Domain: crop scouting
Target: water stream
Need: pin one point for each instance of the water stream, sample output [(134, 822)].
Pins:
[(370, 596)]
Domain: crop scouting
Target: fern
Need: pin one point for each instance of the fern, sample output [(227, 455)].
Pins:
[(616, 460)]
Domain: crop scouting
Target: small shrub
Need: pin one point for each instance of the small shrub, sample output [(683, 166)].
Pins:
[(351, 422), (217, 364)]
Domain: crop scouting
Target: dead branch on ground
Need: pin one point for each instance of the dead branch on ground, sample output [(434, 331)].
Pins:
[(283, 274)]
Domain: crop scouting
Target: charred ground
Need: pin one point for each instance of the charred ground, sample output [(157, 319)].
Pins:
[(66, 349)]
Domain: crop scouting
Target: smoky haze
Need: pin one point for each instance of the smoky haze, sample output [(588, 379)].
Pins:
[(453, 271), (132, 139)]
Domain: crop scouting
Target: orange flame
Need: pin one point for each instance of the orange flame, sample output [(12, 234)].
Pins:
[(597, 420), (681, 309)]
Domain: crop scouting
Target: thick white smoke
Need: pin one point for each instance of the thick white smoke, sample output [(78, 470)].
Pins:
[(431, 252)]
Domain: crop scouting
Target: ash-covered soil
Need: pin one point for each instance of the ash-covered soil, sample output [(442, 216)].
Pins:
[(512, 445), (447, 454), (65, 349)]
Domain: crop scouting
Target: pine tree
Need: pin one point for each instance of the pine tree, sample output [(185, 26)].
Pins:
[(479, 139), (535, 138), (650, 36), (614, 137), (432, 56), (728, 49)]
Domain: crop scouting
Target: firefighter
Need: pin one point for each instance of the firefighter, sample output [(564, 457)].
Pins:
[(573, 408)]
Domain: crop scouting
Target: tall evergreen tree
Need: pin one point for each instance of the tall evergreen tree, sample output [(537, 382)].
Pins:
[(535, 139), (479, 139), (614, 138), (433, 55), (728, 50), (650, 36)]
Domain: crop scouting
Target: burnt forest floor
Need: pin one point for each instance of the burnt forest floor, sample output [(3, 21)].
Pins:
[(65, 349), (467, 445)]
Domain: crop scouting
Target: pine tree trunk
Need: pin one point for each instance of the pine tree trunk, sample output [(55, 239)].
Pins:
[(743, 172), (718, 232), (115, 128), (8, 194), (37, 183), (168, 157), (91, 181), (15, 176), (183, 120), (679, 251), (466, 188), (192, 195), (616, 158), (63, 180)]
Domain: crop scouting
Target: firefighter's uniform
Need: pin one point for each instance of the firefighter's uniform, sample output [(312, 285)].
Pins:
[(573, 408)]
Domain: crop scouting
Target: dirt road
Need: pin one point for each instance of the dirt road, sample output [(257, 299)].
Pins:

## [EXERCISE GOAL]
Rewrite the listing above, starting at its first line and ending at the line that contains "[(65, 349), (467, 445)]", with "sample output" switched to "reference output" and nothing else changed.

## [SOLVED PROBLEM]
Domain: crop scouting
Target: water stream
Need: pin one point for each instance of the water stream, reference output [(134, 822)].
Pins:
[(370, 596)]
Domain: crop scouting
Target: fern
Need: pin one point for each instance of the fern, reference output [(227, 455)].
Pins:
[(616, 460)]
Domain: crop scouting
Target: small shrub
Need: pin one point for each instance of the small shrub, reference output [(683, 166)].
Pins:
[(351, 422), (217, 364)]
Domain: crop scouting
Target: dead branch on ground
Need: pin one point for each instance of the dead branch on ground, reference output [(434, 331)].
Pins:
[(283, 274)]
Domain: crop scouting
Target: charred ground
Need: pin one point for each instance of the charred ground, reference output [(157, 319)].
Pins:
[(66, 349)]
Domain: crop scouting
Target: smoky haze
Need: pin one point for each instance of the smoky haze, reference output [(588, 379)].
Pins:
[(453, 271), (132, 139)]
Domain: crop scouting
Target: orange flame
Need: pin one point for each instance of the orange flame, reference output [(12, 234)].
Pins:
[(597, 420), (681, 309)]
Domain: crop scouting
Target: thick white smoke
Need: pin one point for each instance of the thick white smoke, reference output [(78, 470)].
Pins:
[(431, 252)]
Domain: crop scouting
Target: ash-covered soil
Need: pin one point for each instance of the ash-covered soil, reference output [(442, 216)].
Pins:
[(512, 445), (447, 454), (65, 349)]
Domain: crop scouting
Target: pine tree
Need: pin one point for each instance of the pine tree, reference output [(185, 26)].
Pins:
[(479, 139), (535, 138), (650, 36), (614, 137), (432, 56), (728, 49)]
Domain: crop scouting
Target: firefighter
Need: pin one point for each instance of the firefighter, reference output [(564, 457)].
Pins:
[(573, 408)]
Domain: crop scouting
Target: tall evergreen tree
Need: pin one point for each instance of the tall evergreen tree, reference output [(537, 382)].
Pins:
[(535, 139), (479, 139), (614, 138), (433, 55), (728, 50), (650, 36)]
Domain: crop scouting
Target: burnt forest floor
Need: pin one point for each instance of the burnt forest floor, reference output [(3, 21)].
Pins:
[(65, 349), (467, 445)]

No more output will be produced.